» **次の作業**:
(a) 鈴鹿のコミュニティFMの文章から、「三重県の北部に位置する人口約」という言葉を含むところで始まり「り組みが盛んに行われている。」で終わる部分を書き写してください。
(b) 鈴鹿のコミュニティFMの文章にある次の一文を英語に訳してください：『F1などの自動車レースを行う「鈴鹿サーキット」でその名を知る人も多いだろう。』
(c) 鈴鹿のコミュニティFMの文章を、最後の文のあとから書き継いでください。

» **抜粋**:
三重県鈴鹿市をサービスエリアとして放送するコミュニティFM「Suzuka Voice FM」。放送事業に加え、地元コミュニティとのつながりを活かした独自の情報ネットワークの構築や、防災ラジオ機能付き自販機の開発など、コミュニティFMの特性を活かした地域防災インフラ作りに取り組んでいる。現在は地元鈴鹿での展開に留まらず、全国のコミュニティFMに向けたシステム販売にも乗り出している同局。その原動力を探った。
三重県の北部に位置する人口約20万人の街、鈴鹿市。F1などの自動車レースを行う「鈴鹿サーキット」でその名を知る人も多いだろう。伊勢湾に面するこの街は、今後30年間以内に70〜80%の確率で発生するとされる東海地震、今後40年以内に90%の確率で発生するとされる南海トラフ地震の想定震源域に近く、かねてより防災に対する取り組みが盛んに行われている。
「Suzuka Voice FM」がスタジオ・送信所を構えるのは、鈴鹿市の中央部・住吉町にある商業施設「SUZUCOMI」の一角。同局を運営する株式会社鈴鹿メディアパークの株主企業である株式会社鈴鹿コミュニティが運営する施設だ。標高が高いため、前述の巨大地震発生時にも津波の心配がないこの場所は、非常時に施設全体が巨大な防災拠点として機能するよう設計されている。

» **記録データ**:

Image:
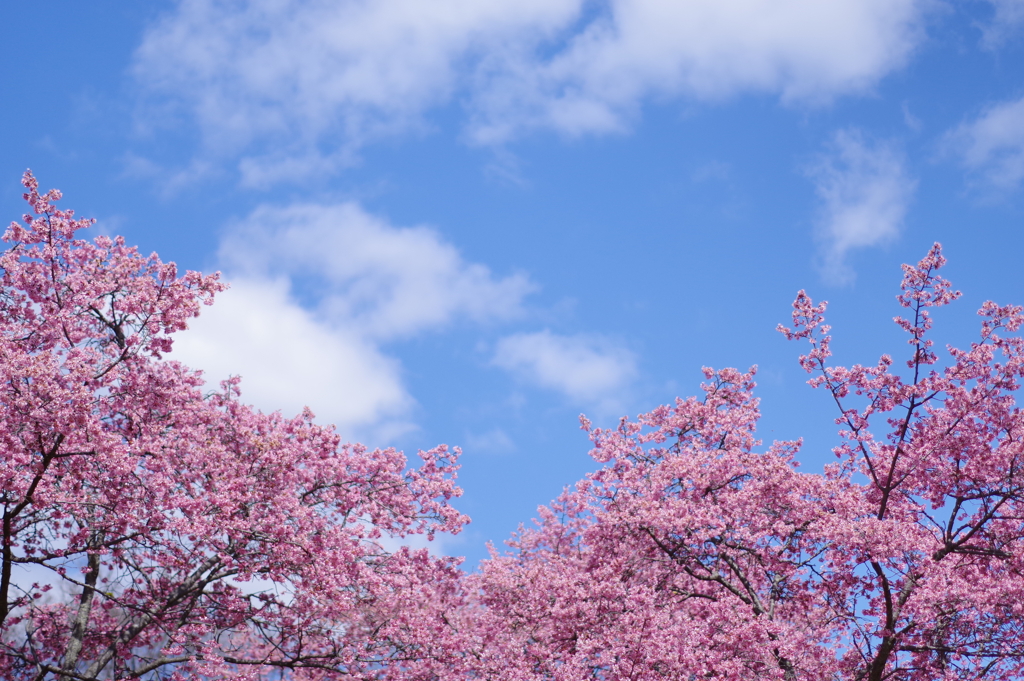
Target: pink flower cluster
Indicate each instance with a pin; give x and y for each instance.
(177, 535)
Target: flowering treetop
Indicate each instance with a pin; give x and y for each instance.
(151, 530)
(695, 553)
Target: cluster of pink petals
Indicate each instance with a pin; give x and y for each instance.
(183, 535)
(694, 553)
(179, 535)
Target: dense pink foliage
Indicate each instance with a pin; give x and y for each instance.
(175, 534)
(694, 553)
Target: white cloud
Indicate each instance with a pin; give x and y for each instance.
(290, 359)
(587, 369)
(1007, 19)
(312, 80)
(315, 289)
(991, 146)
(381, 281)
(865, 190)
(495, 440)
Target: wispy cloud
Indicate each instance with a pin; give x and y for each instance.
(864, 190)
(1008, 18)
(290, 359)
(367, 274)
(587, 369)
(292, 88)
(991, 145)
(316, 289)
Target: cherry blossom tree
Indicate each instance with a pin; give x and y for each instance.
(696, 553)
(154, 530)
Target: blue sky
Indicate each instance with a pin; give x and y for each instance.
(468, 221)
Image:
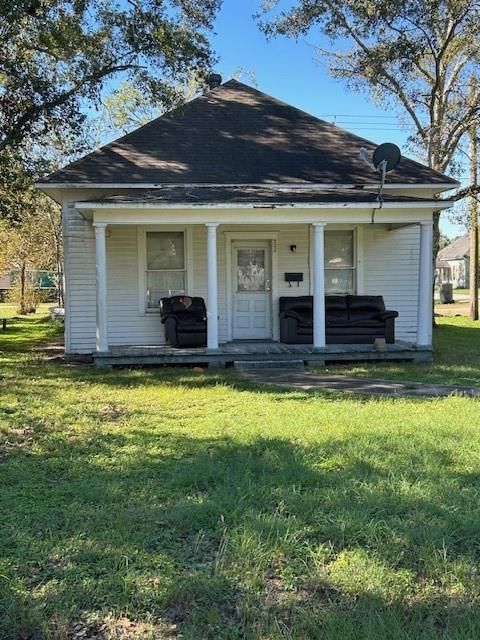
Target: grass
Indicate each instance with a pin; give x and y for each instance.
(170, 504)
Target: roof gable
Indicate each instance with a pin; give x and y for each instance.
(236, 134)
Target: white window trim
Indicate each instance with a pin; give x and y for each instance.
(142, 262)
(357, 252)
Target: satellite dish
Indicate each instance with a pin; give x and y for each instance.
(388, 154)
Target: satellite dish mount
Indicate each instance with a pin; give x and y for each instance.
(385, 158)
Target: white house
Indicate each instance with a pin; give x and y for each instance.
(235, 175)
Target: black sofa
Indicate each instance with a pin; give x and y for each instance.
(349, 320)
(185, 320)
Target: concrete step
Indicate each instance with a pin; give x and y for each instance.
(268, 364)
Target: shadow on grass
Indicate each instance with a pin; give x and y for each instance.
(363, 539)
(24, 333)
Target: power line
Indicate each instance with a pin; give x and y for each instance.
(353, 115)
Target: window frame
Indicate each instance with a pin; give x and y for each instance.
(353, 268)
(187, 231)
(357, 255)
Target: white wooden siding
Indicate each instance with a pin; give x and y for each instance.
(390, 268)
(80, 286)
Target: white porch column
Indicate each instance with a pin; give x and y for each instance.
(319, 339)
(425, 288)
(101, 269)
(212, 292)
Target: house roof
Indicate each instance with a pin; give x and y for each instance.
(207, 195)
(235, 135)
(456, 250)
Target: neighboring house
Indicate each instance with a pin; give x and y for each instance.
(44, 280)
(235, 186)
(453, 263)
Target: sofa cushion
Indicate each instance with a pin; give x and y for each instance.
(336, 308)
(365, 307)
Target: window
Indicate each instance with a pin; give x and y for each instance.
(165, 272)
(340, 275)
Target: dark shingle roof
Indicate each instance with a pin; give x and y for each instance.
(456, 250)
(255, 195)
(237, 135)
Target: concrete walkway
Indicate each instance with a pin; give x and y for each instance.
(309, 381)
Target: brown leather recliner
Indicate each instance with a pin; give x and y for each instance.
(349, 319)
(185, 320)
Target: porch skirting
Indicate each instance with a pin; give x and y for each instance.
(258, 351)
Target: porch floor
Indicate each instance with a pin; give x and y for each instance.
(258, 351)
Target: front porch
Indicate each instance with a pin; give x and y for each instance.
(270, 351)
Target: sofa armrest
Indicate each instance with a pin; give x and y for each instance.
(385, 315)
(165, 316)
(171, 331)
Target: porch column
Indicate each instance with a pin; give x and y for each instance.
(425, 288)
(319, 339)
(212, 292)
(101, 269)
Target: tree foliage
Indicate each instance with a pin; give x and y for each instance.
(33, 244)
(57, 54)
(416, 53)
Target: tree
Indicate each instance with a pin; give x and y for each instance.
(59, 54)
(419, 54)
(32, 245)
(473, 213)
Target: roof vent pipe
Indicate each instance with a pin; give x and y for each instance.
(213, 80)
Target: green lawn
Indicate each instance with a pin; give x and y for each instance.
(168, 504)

» **順番の答え**:
(a)
三重県の北部に位置する人口約20万人の街、鈴鹿市。F1などの自動車レースを行う「鈴鹿サーキット」でその名を知る人も多いだろう。伊勢湾に面するこの街は、今後30年間以内に70〜80%の確率で発生するとされる東海地震、今後40年以内に90%の確率で発生するとされる南海トラフ地震の想定震源域に近く、かねてより防災に対する取り組みが盛んに行われている。

(b) Many people probably know the city's name from the Suzuka Circuit, which hosts motor races such as F1.

(c)
広大な施設内の駐車場は街灯が外周側にすべて寄せられており、敷地部分を100%活かすことが可能。非常時には災害支援の大型車両を入れやすく、ヘリポートとしても活用することができる。
テナントとして入居する24時間営業のスーパーやホームセンターは、物資や食料の供給拠点としても機能する。既存のショッピングモールを防災に活かすのではなく、いつか来る災害を想定して、災害対応型のショッピングモールをゼロから構築したのだ。
この中において、市民向けの情報伝達拠点に位置づけられているのが「Suzuka Voice FM」だ。スタジオと同じ敷地内に30mの鉄塔を建てて送信所とし、鈴鹿市一円に向けて電波を発射。外部の環境へ依存せず、非常時にコントロールできない要素をほぼゼロにしている。すべてが、近い日に来る災害に備えられているのだ。
これらの取り組みを主導してきたのが、株式会社鈴鹿メディアパーク 代表取締役社長の加藤正彦氏。地元で設計事務所や不動産会社を数多く経営し、辣腕を振るってきたが、放送局経営の経験はまったく無かったという。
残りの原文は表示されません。